# Task objective
Rename "blurred background" to "out-of-focus backdrop" everywhere in the material below and reproduce everything else unchanged, leaving out the picture.

# Stored records
----
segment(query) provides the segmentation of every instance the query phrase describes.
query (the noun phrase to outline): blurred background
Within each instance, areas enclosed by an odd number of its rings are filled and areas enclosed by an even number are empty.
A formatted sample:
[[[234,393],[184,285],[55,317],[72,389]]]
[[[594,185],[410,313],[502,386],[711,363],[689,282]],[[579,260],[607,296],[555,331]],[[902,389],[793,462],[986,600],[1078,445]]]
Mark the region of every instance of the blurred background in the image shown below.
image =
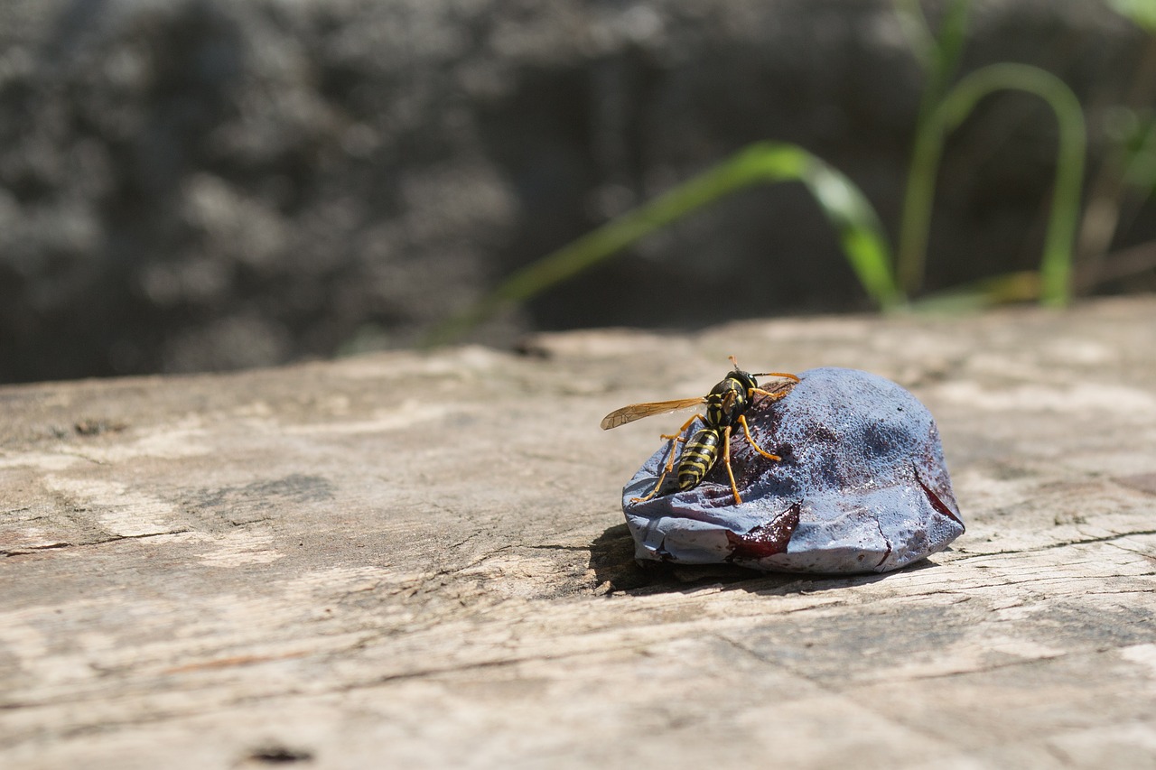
----
# Exercise result
segment(query) provides the segmentation of every instance the query phrase describes.
query (the noun phrase to outline): out-of-focus backdrop
Within each instance, areas enclosed by an odd number of its rings are filled and areas enclosed by an even number are empty.
A formatted sample:
[[[234,393],[184,285],[55,317],[72,389]]]
[[[594,185],[410,313],[502,386],[711,363],[689,282]],[[579,260],[607,296],[555,331]],[[902,389],[793,462],[986,600],[1078,445]]]
Mark the region of every instance of the out-of-focus backdrop in the image shown below.
image =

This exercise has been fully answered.